(WHAT IS BEING ASKED):
From the records, report how many lines hold the word "gray", with the number as the sole reply.
─── SUPPLIED ENTRIES
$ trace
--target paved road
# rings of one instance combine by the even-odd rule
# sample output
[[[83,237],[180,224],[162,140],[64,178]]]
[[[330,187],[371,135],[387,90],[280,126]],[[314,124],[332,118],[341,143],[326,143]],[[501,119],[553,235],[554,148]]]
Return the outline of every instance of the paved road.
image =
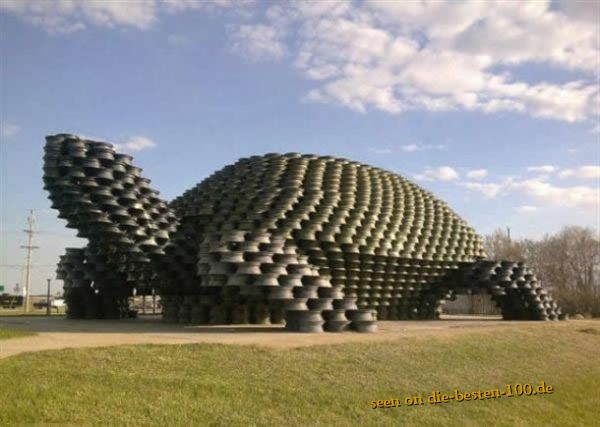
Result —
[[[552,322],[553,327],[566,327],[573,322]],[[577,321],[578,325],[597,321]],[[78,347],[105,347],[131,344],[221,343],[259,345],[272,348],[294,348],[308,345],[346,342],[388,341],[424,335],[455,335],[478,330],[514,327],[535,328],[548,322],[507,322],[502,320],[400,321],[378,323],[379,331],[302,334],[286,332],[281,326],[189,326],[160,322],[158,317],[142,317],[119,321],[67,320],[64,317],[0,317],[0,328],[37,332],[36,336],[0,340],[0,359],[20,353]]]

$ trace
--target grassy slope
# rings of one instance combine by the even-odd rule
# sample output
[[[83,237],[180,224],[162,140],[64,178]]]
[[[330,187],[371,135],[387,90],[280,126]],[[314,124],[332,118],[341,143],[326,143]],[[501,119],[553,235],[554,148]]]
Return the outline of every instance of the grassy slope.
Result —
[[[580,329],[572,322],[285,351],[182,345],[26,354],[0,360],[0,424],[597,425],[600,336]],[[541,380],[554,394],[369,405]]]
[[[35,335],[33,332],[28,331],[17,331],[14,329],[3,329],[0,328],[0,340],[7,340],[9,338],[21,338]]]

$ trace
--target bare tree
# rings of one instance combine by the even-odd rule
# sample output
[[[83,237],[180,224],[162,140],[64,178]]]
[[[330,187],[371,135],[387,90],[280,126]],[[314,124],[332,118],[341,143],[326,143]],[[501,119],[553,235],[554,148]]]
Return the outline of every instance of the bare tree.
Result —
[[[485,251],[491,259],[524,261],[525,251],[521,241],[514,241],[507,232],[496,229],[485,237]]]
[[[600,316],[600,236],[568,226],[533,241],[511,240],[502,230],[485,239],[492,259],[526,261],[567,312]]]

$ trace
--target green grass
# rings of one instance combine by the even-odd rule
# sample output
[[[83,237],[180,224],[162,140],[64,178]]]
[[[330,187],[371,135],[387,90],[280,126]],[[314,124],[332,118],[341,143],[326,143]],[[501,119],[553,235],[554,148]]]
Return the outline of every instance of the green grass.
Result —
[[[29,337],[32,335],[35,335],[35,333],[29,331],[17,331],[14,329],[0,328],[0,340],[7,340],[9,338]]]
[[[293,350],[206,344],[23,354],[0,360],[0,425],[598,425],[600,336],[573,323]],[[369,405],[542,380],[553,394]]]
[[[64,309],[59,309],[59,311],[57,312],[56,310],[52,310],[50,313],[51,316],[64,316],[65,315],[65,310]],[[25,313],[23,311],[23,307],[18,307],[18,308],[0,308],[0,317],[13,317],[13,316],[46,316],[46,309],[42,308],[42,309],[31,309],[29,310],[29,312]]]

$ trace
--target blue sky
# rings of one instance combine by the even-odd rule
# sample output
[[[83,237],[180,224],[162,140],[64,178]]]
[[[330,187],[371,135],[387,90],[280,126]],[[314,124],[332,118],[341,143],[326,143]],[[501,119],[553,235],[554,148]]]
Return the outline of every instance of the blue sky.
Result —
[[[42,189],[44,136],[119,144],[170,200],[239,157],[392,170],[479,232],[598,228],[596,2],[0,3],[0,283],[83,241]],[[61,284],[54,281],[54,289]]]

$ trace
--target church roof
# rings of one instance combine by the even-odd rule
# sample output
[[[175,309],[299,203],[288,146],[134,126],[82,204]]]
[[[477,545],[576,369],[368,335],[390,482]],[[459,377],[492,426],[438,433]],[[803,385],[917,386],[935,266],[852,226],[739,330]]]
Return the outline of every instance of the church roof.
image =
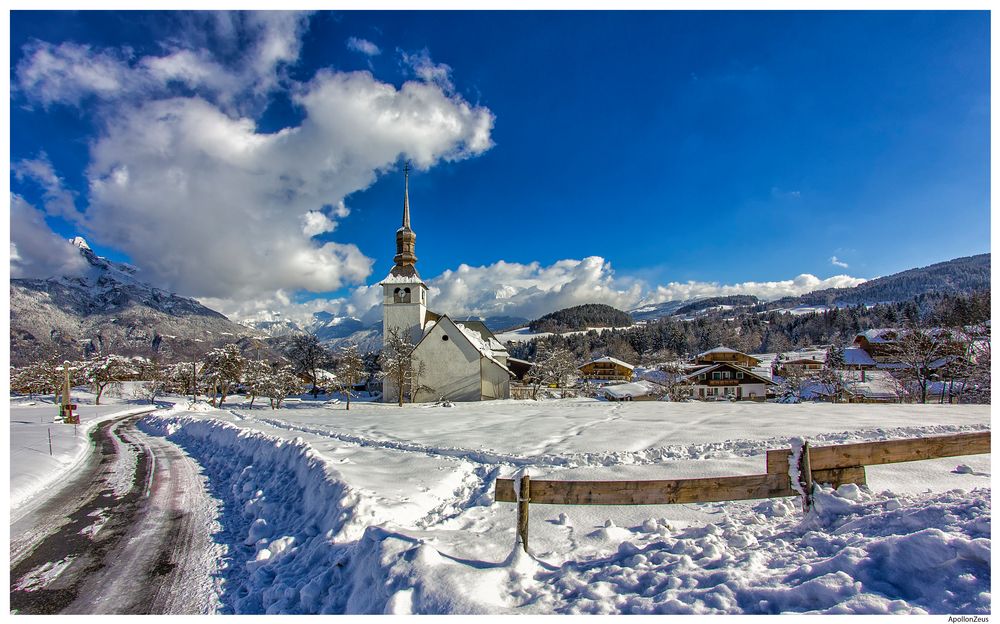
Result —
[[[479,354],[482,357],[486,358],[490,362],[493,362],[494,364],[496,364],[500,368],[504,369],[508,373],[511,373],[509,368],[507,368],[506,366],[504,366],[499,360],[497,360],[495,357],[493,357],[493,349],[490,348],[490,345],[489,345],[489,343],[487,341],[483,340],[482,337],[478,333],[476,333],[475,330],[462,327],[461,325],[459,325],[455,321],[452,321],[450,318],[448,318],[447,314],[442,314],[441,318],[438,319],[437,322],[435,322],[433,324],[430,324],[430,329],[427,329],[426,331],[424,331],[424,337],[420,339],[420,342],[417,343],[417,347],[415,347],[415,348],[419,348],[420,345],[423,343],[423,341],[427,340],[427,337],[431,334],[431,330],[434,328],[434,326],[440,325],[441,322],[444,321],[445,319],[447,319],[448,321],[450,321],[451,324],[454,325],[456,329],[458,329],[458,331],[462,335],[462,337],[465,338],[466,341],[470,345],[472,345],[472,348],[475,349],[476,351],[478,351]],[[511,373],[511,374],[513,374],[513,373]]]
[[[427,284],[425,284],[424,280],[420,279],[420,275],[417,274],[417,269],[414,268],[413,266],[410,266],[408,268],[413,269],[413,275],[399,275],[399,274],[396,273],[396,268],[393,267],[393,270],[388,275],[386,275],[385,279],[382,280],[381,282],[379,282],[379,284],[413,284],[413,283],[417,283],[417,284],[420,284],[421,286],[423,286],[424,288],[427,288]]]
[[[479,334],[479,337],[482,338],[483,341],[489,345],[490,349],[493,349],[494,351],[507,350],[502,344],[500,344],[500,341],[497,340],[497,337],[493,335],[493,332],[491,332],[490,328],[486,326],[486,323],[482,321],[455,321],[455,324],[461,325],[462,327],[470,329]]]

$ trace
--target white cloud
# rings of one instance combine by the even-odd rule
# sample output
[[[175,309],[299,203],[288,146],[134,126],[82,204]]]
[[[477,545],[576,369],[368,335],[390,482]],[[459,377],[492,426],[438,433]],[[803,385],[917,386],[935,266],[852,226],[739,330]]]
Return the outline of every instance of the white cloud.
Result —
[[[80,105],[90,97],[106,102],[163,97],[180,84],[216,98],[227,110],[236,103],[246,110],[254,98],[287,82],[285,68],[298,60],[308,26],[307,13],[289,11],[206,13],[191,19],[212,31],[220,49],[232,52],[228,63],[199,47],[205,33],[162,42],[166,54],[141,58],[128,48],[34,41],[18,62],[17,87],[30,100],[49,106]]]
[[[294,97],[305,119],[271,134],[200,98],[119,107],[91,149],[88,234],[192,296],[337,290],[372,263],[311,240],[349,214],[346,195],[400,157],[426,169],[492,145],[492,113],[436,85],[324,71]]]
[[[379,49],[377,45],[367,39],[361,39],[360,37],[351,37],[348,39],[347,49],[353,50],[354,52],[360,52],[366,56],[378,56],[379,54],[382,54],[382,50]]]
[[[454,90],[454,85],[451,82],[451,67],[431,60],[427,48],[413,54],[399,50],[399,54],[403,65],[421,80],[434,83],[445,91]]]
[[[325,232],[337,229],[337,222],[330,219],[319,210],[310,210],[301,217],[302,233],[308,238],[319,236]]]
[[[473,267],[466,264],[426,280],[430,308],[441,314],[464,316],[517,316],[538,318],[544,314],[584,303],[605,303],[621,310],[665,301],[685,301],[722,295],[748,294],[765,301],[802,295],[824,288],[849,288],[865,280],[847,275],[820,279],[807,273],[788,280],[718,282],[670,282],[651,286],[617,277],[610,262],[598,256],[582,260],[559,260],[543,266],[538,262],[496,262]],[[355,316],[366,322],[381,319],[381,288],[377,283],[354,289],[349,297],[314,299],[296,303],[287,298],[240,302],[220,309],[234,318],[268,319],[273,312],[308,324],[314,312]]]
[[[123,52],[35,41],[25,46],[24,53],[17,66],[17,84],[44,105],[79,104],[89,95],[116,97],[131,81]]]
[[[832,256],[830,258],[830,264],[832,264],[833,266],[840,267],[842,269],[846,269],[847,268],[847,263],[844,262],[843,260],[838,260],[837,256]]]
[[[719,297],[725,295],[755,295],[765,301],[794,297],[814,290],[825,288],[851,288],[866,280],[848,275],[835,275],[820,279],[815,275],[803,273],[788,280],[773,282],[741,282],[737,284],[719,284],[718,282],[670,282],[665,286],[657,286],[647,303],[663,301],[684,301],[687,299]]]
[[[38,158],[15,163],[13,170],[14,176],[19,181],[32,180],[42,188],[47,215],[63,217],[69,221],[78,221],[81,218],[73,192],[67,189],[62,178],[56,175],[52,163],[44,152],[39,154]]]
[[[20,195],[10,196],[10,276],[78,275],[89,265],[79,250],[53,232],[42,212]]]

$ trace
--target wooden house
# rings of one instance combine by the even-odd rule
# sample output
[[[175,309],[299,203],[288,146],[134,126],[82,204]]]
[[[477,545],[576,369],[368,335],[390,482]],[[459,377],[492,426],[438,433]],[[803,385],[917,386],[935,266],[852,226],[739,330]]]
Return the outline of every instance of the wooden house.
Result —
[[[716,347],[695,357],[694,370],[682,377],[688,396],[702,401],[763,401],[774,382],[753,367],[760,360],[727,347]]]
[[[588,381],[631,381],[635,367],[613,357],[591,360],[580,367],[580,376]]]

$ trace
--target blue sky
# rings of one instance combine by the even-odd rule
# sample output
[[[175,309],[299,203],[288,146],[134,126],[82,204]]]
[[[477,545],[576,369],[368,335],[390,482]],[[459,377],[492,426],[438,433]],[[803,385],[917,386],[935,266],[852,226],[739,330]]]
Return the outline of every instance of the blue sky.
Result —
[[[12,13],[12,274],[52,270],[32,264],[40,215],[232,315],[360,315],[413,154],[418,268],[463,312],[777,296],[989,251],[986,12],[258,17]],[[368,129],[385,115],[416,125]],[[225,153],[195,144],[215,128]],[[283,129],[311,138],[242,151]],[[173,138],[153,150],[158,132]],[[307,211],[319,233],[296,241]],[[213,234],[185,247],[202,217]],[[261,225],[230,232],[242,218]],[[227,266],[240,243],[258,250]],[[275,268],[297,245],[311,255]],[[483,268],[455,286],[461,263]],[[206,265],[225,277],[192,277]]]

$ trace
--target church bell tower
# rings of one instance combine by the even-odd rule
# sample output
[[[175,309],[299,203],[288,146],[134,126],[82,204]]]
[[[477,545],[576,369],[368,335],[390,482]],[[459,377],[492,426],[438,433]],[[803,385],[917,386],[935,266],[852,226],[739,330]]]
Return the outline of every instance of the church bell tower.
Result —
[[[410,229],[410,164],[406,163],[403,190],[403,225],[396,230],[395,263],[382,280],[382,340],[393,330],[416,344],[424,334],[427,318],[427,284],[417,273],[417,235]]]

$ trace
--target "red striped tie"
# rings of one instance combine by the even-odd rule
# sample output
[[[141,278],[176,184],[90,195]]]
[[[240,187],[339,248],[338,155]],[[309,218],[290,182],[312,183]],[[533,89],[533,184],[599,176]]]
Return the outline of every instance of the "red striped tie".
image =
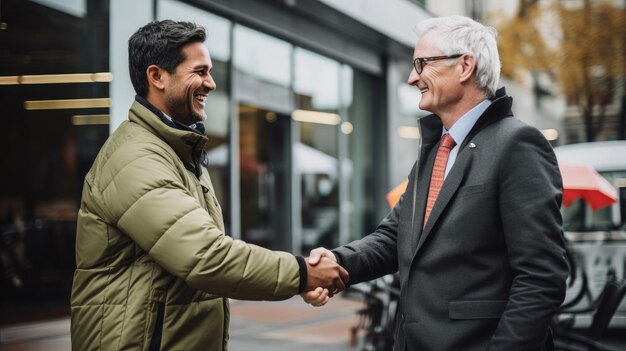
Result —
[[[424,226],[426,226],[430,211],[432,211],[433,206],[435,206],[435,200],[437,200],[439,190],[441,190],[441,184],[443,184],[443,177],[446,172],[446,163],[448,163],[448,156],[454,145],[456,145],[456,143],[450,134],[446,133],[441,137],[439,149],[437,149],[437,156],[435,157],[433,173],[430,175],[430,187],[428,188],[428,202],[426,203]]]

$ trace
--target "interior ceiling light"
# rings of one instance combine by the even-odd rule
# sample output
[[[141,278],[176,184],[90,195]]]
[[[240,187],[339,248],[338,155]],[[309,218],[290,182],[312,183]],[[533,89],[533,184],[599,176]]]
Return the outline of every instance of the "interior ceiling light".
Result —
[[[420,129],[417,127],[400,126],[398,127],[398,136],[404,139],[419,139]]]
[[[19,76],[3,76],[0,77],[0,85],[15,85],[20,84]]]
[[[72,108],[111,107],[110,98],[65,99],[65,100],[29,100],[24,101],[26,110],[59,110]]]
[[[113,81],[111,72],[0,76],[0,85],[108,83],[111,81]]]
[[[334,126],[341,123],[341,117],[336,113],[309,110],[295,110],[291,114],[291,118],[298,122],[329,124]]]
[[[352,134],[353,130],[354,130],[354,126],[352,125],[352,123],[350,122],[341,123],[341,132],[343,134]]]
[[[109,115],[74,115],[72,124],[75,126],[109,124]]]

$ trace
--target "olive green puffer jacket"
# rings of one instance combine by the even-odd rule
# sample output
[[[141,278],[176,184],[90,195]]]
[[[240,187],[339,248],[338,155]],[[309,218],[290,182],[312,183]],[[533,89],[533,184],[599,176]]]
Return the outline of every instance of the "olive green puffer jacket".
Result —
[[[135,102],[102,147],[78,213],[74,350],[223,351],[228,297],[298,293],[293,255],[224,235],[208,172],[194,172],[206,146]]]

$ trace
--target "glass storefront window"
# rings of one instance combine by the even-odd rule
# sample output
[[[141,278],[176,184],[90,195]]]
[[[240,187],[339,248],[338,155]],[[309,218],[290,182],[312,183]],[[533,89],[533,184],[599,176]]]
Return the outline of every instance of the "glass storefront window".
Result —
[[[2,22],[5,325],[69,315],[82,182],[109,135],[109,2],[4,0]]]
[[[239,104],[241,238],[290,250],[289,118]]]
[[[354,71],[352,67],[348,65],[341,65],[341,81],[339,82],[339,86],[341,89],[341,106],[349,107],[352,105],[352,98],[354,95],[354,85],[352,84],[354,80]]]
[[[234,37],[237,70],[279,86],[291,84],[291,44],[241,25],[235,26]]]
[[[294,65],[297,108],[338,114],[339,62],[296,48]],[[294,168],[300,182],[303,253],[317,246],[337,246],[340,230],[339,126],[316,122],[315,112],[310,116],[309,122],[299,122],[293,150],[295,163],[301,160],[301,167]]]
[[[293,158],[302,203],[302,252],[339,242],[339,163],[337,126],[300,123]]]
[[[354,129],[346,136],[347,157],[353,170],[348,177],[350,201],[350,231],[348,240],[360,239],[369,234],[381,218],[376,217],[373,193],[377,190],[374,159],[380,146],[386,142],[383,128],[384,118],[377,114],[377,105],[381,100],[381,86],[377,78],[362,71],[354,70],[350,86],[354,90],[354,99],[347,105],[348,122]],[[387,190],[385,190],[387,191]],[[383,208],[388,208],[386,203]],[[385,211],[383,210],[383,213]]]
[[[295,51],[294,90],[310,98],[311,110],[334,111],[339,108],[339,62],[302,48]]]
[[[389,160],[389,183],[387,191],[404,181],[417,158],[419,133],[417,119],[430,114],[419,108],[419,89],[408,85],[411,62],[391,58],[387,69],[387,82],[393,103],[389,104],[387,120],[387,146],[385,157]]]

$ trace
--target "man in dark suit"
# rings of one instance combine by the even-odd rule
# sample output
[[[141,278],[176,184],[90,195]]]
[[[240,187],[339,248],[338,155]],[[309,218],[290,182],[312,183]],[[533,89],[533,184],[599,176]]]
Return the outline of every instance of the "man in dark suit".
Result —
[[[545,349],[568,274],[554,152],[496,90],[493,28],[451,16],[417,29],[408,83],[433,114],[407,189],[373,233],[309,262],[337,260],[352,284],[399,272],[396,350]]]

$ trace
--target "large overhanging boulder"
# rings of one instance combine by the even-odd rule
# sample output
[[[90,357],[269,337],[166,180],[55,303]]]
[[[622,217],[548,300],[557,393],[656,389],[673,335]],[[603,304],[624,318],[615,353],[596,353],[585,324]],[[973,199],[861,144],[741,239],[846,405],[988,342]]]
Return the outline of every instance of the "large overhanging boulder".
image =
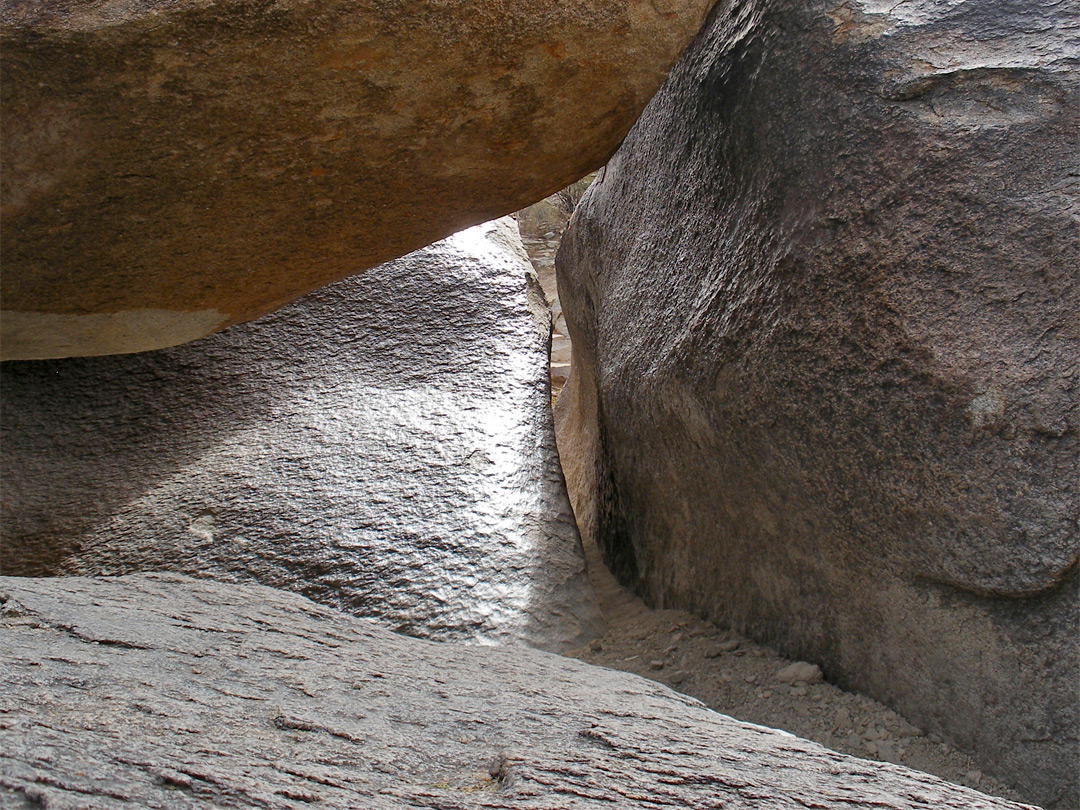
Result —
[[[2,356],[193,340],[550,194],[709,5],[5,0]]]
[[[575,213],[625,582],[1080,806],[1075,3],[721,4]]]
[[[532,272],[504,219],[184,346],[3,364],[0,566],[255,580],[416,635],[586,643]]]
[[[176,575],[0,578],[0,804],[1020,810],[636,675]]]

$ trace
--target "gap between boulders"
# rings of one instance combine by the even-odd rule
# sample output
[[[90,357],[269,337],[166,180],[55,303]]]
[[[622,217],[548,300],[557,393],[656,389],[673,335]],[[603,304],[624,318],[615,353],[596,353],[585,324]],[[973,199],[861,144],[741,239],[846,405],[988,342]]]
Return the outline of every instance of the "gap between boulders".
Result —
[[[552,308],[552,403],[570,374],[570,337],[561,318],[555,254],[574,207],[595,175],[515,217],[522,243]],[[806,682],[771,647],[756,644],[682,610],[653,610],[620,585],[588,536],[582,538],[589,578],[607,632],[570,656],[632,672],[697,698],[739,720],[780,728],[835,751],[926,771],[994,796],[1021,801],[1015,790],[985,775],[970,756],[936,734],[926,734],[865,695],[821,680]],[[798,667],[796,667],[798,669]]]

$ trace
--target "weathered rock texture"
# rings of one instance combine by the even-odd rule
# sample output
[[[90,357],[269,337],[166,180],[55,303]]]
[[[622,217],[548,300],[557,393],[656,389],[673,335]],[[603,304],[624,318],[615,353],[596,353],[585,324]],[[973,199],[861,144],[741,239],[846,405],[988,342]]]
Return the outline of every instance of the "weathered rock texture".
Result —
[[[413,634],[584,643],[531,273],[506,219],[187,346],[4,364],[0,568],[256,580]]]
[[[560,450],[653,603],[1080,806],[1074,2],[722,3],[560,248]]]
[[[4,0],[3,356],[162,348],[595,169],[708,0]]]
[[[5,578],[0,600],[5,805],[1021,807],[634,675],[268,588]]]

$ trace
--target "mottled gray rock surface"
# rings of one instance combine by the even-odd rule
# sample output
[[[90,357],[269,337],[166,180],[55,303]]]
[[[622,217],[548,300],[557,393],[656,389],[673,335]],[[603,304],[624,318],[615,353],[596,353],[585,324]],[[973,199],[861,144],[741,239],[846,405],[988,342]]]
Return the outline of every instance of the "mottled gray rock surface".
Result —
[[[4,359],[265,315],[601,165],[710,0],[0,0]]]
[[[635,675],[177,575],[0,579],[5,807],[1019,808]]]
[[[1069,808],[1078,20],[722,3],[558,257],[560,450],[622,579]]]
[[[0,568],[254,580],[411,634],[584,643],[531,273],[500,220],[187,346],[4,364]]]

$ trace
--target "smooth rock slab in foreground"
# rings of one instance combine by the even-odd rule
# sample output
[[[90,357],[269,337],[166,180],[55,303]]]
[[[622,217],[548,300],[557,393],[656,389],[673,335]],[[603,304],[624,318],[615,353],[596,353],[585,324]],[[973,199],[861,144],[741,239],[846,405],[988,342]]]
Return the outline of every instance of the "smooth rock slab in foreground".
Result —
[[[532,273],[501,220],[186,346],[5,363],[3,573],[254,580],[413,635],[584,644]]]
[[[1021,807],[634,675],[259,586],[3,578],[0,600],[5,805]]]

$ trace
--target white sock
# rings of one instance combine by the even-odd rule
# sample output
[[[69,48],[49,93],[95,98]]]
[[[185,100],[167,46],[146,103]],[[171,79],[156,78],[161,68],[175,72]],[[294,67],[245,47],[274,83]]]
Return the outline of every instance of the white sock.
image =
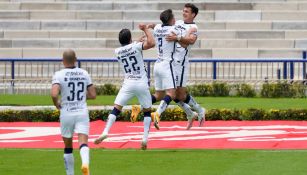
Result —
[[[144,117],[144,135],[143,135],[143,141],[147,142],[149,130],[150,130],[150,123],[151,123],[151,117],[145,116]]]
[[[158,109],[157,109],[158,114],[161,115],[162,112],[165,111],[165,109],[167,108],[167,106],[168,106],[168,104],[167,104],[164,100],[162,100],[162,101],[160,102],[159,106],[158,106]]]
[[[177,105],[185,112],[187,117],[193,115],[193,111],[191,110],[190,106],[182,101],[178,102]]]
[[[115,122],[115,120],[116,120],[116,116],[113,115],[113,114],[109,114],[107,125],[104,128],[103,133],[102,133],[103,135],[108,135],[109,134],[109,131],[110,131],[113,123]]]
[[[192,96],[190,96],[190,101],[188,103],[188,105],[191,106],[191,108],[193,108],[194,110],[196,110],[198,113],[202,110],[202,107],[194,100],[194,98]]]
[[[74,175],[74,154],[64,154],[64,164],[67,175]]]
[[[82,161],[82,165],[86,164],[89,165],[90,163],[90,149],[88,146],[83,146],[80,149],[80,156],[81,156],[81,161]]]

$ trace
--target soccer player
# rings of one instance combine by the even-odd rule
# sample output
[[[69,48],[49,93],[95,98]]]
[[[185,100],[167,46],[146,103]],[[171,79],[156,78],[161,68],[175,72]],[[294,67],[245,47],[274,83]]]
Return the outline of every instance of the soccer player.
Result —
──────
(ANSWER TO THE EXERCISE):
2